-- BEGIN GIVEN INFORMATION --

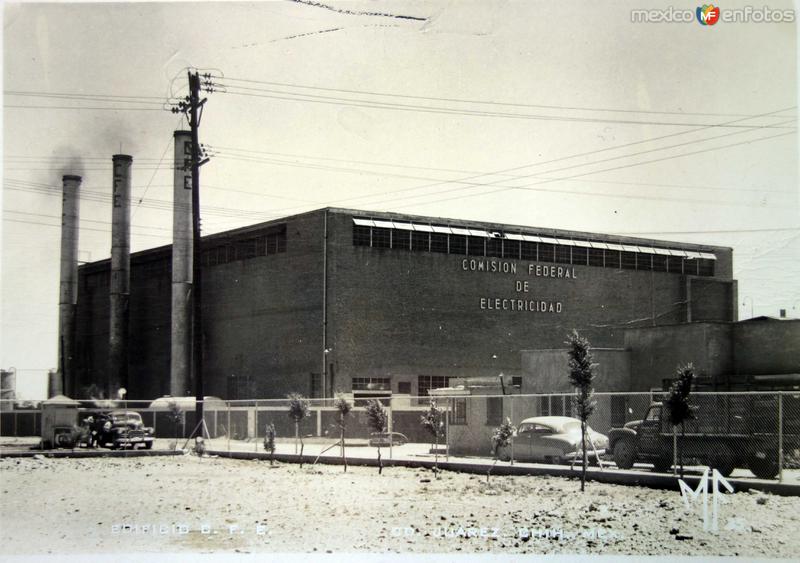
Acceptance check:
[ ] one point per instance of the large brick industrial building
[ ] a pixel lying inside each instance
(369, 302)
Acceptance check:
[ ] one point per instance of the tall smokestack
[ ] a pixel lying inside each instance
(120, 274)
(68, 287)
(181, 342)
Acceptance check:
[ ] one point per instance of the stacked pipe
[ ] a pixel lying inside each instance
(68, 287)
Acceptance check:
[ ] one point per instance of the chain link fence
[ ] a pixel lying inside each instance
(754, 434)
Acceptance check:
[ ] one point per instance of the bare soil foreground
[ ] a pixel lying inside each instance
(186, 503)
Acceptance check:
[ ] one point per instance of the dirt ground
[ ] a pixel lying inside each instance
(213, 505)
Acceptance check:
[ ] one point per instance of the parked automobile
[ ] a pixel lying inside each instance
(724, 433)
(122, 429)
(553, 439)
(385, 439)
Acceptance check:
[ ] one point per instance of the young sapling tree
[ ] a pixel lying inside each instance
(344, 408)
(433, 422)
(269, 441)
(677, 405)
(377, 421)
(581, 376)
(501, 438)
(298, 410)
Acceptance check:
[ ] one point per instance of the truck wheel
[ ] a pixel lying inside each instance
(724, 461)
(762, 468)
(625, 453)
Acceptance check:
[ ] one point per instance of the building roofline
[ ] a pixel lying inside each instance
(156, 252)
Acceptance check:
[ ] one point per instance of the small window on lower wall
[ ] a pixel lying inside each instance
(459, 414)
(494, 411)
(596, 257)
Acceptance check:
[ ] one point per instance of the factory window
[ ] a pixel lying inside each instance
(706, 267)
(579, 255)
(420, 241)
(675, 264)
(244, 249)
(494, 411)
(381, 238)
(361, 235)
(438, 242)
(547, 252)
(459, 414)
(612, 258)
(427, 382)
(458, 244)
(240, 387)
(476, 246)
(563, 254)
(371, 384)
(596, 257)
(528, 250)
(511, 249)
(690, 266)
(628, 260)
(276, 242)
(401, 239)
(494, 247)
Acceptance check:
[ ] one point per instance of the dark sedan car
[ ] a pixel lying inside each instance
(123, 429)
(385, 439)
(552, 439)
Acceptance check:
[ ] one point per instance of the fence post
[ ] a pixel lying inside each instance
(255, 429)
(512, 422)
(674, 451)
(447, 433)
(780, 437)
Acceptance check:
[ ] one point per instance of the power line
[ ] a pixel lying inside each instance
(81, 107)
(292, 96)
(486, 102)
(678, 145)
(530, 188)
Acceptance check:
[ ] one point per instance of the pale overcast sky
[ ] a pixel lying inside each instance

-- END GIVEN INFORMATION --

### WHAT TO WORK ON
Extract each line of the listing above that contains the string "building", copying every such line in full.

### ANSWER TO THE EXERCISE
[ ] one point per instance of the large brick industrial building
[ ] one point per instance of the building roofline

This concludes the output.